<<<<
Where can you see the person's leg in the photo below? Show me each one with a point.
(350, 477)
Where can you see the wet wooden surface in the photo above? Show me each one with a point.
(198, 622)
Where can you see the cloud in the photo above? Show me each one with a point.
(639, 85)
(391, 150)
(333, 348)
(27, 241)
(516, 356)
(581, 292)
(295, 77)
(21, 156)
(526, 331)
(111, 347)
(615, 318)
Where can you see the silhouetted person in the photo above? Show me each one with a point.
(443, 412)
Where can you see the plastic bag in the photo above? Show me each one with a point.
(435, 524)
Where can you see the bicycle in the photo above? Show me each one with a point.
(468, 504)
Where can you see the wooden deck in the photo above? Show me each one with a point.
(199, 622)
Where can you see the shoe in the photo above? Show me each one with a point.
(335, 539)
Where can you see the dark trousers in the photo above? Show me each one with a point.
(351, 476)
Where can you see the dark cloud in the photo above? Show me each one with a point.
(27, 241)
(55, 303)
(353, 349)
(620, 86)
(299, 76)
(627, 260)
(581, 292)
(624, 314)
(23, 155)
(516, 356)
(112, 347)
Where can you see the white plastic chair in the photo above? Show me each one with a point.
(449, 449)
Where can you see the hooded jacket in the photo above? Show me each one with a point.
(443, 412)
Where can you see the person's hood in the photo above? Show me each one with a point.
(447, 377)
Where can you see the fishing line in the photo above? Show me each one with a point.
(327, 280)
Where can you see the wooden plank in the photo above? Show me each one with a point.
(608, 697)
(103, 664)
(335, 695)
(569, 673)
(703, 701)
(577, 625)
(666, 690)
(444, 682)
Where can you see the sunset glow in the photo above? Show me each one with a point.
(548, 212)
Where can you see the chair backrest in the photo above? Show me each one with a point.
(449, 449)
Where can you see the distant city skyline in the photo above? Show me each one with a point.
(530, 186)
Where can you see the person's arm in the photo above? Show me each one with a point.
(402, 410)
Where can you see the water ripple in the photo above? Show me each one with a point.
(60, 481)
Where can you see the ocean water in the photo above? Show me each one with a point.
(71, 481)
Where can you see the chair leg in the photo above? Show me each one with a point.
>>>>
ACTIVITY: Every entry is to be restated exactly, with no line dropped.

TASK RESULT:
Where can you see the person's leg in the photo below? Show me each one with a point.
(350, 477)
Where can you see the wet wooden surface in the photo above? Show me each one with a point.
(198, 622)
Where can you see the cloud in the photo above? Show me each one with a point.
(639, 85)
(391, 150)
(333, 348)
(27, 241)
(516, 356)
(581, 292)
(295, 77)
(21, 156)
(526, 331)
(111, 347)
(615, 318)
Where can you see the silhouetted person in the photo above? Show me each one with a point.
(443, 412)
Where can you see the plastic bag in the photo above? Show me each one with a point.
(435, 524)
Where can you see the bicycle in the photo above? Show me each one with a point.
(468, 504)
Where can you see the wooden deck in the photo above? Show me each one with a point.
(199, 622)
Where can you see the shoe in the photo above? Show me each one with a point.
(335, 539)
Where can you see the dark trousers in the photo above? Show me each one with a point.
(351, 476)
Where can you see the dark cloud in the photo above? Show me each one with a point.
(27, 241)
(55, 303)
(353, 349)
(620, 86)
(299, 76)
(627, 260)
(581, 292)
(624, 314)
(23, 155)
(516, 356)
(112, 347)
Where can you see the white plastic chair in the photo above? Show me each one with a point.
(449, 449)
Where can you see the hooded jacket in the photo above? Show me each one with a point.
(443, 412)
Where can you see the person's hood in the photo above? Show me each one with a point.
(447, 377)
Where can you see the fishing line in the photo above? Show me each one with a point.
(327, 280)
Where can you see the wooden plank in the photo above? Show me each one with a point.
(608, 697)
(103, 664)
(335, 695)
(569, 673)
(703, 701)
(577, 625)
(666, 690)
(444, 682)
Where can you see the sunset glow in the photo above? Show me each one with a point.
(548, 212)
Where can you see the chair backrest in the photo above? Show me each one with a point.
(449, 449)
Where can you see the distant city skyline in the photo above? Show me each one with a point.
(530, 186)
Where can you see the person's arm in the photo above? Show me each one with a point.
(402, 410)
Where can you see the water ripple in the photo above? Show me each one with a point.
(60, 481)
Where can you see the ocean water in the photo above? Show me each one with a point.
(71, 481)
Where can you see the chair leg in the photo above? Show me each one with a point.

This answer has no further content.